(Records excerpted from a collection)

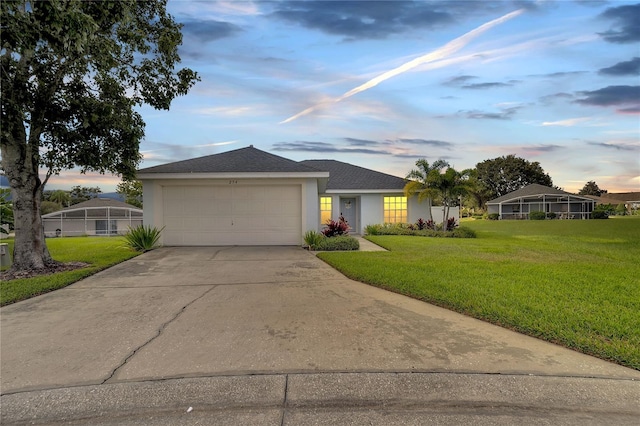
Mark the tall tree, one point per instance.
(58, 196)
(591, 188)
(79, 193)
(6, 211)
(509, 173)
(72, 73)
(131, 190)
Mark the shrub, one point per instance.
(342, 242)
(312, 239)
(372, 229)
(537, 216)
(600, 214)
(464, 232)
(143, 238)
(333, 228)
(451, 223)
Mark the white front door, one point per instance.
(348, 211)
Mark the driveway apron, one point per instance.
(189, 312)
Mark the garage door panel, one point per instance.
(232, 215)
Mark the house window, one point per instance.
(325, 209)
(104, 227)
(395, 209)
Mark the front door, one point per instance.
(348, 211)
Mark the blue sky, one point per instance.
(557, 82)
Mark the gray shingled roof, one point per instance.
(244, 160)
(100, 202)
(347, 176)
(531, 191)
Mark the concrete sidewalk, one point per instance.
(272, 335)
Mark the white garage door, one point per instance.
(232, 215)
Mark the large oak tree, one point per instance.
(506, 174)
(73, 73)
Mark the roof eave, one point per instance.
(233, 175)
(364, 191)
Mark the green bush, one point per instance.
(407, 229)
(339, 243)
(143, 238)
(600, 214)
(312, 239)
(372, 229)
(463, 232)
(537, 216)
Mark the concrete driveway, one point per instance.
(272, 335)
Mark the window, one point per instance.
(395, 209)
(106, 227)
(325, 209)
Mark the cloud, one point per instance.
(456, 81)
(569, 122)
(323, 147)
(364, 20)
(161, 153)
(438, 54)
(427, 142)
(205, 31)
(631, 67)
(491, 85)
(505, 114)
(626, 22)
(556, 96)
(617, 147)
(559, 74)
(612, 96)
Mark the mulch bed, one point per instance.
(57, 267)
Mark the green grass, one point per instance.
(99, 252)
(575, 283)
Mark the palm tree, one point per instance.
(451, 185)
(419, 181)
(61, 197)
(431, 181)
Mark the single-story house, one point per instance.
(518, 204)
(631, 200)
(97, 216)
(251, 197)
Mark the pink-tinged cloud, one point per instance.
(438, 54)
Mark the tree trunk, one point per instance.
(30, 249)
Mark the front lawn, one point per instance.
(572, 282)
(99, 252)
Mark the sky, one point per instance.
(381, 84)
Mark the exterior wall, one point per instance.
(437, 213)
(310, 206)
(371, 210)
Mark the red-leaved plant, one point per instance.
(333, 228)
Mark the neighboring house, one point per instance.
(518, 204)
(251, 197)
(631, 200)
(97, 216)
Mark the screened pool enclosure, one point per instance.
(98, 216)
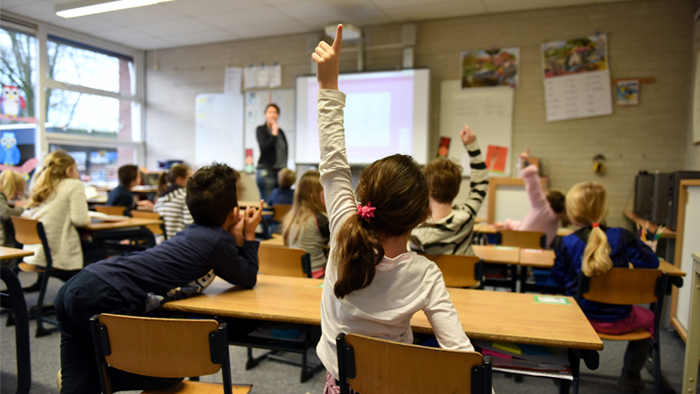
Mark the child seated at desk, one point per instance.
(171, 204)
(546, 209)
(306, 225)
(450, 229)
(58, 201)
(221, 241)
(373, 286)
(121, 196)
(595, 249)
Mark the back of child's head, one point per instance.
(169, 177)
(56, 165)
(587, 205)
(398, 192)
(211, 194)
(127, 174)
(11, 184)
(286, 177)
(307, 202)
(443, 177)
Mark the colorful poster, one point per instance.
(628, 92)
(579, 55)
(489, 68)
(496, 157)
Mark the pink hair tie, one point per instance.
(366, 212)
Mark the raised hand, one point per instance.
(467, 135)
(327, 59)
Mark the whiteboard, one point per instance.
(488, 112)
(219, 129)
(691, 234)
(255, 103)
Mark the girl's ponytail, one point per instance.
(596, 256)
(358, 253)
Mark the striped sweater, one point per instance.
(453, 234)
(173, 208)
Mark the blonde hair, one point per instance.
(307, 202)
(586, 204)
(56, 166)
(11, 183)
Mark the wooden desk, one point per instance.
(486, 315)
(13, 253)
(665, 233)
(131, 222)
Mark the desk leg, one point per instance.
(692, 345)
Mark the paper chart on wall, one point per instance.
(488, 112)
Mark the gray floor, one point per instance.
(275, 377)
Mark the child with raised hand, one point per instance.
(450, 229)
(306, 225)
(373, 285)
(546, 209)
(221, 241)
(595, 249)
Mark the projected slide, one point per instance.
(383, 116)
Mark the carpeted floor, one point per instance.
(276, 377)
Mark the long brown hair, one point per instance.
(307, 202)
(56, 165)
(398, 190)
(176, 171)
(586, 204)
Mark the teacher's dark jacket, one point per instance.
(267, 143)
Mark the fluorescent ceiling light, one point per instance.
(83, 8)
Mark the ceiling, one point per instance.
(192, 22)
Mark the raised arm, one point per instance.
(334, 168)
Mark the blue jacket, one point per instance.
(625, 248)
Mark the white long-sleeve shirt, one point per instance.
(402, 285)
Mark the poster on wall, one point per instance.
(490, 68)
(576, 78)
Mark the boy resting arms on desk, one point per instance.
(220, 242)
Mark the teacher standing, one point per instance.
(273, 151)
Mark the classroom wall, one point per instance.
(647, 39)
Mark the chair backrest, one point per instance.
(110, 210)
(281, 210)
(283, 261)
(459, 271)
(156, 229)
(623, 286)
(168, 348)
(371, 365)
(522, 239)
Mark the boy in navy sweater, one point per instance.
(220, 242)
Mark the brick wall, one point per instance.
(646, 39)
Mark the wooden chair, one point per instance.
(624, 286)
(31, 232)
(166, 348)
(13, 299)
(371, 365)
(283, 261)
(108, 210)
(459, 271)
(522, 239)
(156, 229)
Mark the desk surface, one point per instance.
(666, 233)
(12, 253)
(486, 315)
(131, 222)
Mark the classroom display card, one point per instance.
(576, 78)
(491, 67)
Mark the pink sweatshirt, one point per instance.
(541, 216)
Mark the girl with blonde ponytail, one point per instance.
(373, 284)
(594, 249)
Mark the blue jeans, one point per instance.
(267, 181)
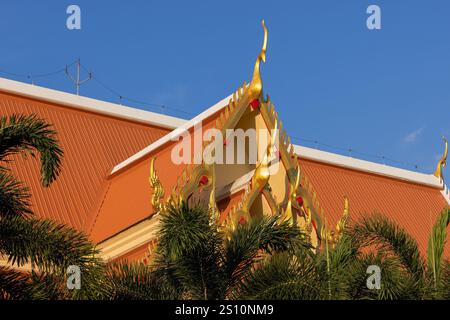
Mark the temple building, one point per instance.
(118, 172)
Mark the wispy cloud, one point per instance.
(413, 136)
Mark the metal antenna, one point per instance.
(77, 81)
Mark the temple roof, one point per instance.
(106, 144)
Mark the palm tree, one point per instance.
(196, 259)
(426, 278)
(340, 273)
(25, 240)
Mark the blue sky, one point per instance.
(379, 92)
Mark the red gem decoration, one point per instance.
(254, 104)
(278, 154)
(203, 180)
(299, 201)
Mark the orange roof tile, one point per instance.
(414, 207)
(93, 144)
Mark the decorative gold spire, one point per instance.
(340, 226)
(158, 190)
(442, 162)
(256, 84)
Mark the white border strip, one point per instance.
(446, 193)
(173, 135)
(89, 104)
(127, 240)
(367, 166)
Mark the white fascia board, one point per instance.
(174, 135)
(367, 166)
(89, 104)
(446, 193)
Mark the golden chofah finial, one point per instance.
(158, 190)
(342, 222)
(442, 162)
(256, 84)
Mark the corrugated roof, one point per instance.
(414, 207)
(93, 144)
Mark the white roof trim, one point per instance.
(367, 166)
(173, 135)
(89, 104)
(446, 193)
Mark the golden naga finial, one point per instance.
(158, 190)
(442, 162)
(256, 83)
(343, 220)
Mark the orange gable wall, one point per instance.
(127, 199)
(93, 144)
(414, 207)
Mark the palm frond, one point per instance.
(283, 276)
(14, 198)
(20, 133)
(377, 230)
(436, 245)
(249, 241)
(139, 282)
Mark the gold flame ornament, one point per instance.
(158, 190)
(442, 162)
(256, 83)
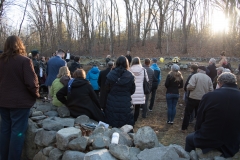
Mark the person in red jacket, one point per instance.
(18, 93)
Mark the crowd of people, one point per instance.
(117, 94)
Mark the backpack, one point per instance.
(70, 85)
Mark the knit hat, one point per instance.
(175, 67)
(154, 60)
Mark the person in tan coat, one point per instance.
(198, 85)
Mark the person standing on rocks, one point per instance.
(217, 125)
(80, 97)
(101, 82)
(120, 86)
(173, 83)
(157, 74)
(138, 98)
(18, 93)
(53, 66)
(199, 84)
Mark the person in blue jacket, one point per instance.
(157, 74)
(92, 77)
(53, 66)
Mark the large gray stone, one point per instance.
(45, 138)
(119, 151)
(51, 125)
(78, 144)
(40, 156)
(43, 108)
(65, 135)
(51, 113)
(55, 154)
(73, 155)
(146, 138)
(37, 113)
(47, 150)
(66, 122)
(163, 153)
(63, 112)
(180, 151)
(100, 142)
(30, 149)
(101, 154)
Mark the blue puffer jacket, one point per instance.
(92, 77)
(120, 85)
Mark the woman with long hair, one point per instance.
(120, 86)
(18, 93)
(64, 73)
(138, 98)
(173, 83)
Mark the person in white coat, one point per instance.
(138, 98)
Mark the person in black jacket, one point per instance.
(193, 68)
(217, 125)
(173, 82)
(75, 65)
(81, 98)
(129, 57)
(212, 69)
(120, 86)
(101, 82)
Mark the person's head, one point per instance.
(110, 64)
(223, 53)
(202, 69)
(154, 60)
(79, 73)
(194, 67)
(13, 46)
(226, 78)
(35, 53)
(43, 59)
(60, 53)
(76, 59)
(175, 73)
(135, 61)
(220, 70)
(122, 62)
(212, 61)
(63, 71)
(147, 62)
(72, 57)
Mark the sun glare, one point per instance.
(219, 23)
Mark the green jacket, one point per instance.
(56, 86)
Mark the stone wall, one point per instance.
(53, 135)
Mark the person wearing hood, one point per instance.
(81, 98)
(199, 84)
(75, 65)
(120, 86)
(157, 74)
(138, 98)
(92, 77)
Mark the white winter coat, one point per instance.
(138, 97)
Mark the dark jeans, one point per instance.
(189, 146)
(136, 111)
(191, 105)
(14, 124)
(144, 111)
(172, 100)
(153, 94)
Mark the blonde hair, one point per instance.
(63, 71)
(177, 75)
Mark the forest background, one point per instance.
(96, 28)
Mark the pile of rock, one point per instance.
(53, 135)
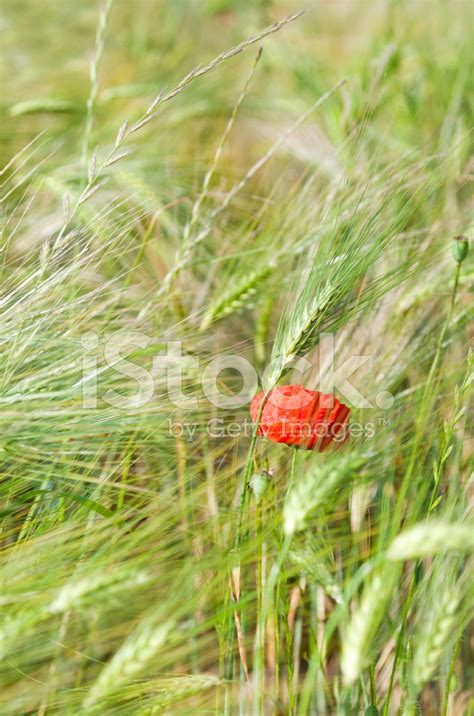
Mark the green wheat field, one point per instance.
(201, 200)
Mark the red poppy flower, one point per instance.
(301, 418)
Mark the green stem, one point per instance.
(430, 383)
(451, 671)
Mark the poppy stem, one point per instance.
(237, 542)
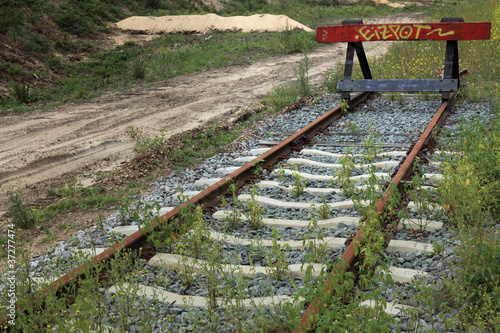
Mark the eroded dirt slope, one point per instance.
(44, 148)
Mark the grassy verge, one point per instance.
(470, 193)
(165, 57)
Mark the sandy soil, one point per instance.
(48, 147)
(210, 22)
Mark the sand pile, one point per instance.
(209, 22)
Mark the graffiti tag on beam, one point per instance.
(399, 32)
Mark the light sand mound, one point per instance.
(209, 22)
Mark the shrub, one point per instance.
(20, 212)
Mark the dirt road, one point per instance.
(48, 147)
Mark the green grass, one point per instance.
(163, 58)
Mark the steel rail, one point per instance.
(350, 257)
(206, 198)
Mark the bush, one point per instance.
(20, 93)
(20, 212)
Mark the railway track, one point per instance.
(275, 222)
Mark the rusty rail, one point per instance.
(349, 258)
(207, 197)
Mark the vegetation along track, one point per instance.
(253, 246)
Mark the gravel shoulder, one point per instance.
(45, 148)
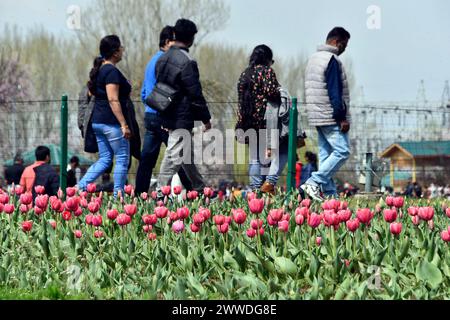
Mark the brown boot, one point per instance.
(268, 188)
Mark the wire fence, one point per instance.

WHAT IS REQUIRED — Every line from the one containing "Mark the gravel" through the final line of the records above is to be written out exactly; nothing else, and no pictures.

RESPONSE TO THE EXERCISE —
Mark the gravel shoulder, one point per instance.
(45, 148)
Mark the brown boot, one point per instance.
(268, 188)
Mark the wire fence, one point per instance.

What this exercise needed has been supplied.